TASK DIRECTIONS
Swap "pixel accuracy" for "pixel-level precision" in the lines from the one with "Outline each <instance>" to the one with "positive clicks: (27, 518)". Give back only those lines, with nothing else altered.

RECORDS FOR THE EXERCISE
=== Begin Enclosure ===
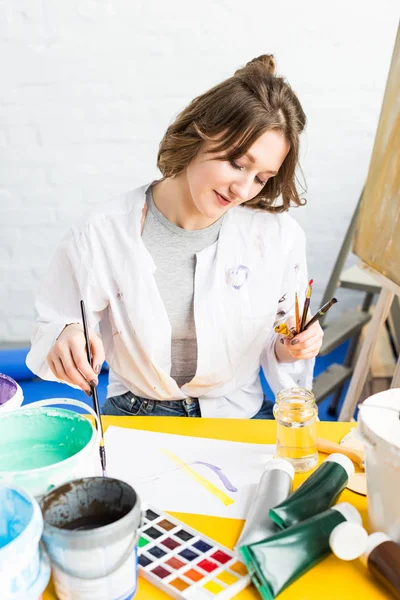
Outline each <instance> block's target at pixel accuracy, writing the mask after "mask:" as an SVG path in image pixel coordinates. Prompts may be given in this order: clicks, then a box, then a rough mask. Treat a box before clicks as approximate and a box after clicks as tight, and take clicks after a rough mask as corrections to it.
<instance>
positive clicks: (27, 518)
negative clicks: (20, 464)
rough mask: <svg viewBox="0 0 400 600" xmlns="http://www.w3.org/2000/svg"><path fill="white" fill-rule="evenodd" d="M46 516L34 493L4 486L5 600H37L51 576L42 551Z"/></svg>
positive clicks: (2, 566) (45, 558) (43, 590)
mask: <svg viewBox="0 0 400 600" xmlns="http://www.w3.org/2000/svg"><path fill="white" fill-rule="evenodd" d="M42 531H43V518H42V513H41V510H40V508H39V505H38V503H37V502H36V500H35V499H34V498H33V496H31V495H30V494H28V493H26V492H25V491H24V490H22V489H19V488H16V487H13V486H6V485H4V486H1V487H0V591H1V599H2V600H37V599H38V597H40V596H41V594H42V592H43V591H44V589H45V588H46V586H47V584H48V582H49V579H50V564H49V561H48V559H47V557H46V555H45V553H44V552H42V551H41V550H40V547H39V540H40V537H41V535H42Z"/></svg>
=== End Enclosure ===
=== Begin Enclosure ===
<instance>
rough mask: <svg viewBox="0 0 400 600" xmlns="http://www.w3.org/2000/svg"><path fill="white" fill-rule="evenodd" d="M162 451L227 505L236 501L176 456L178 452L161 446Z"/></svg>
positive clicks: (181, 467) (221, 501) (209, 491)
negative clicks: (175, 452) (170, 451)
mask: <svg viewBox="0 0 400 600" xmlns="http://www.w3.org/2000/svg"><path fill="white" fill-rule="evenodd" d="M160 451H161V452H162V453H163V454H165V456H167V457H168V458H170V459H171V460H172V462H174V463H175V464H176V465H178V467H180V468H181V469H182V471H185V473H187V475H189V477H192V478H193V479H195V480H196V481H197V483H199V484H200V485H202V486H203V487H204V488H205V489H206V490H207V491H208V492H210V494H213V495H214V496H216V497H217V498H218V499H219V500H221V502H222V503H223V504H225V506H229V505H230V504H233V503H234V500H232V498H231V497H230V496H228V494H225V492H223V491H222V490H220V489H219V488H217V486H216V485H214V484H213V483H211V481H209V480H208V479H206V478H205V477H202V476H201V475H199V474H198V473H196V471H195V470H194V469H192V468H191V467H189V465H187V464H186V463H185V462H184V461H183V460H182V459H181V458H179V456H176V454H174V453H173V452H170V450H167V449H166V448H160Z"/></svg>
=== End Enclosure ===
=== Begin Enclosure ===
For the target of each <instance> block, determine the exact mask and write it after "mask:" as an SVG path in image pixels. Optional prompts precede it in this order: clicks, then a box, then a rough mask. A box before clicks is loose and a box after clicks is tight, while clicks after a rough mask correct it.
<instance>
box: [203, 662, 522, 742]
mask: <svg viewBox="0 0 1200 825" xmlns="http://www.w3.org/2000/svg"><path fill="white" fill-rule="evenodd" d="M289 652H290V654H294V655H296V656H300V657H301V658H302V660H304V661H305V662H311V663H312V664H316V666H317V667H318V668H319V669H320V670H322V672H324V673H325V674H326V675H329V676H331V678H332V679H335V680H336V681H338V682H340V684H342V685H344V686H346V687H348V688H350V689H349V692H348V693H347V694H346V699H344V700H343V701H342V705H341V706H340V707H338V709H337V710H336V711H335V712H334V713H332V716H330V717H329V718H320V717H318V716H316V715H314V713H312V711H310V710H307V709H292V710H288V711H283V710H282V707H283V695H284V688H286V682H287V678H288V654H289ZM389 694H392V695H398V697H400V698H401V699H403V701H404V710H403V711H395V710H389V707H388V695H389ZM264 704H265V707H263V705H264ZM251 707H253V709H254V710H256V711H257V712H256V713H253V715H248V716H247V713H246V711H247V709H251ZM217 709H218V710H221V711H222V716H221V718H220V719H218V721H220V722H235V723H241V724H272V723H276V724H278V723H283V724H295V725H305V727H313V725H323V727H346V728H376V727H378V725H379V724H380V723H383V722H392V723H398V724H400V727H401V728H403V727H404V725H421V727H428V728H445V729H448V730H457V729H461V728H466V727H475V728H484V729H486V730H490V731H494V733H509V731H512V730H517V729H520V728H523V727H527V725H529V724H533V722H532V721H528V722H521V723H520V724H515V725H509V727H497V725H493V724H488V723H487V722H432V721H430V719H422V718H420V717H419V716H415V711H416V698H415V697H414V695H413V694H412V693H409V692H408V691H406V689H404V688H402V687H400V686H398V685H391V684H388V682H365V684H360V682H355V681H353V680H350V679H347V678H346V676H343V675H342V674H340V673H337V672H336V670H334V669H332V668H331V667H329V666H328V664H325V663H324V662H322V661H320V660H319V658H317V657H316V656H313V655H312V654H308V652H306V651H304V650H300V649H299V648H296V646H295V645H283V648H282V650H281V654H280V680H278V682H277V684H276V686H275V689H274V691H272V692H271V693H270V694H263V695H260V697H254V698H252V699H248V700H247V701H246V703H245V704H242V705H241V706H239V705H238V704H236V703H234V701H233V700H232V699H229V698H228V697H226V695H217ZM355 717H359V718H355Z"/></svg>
=== End Enclosure ===
ANSWER SPACE
Outline each <instance> block's target at pixel-level precision, writing the mask after "mask:" as an SVG path in image pixel coordinates. Prompts may be given in this order: clicks, then a box, then a rough mask. Treat a box before clicks as approximate and a box after clicks as tight, and take clicks after a rough mask as corrections to it.
<instance>
positive clicks: (27, 518)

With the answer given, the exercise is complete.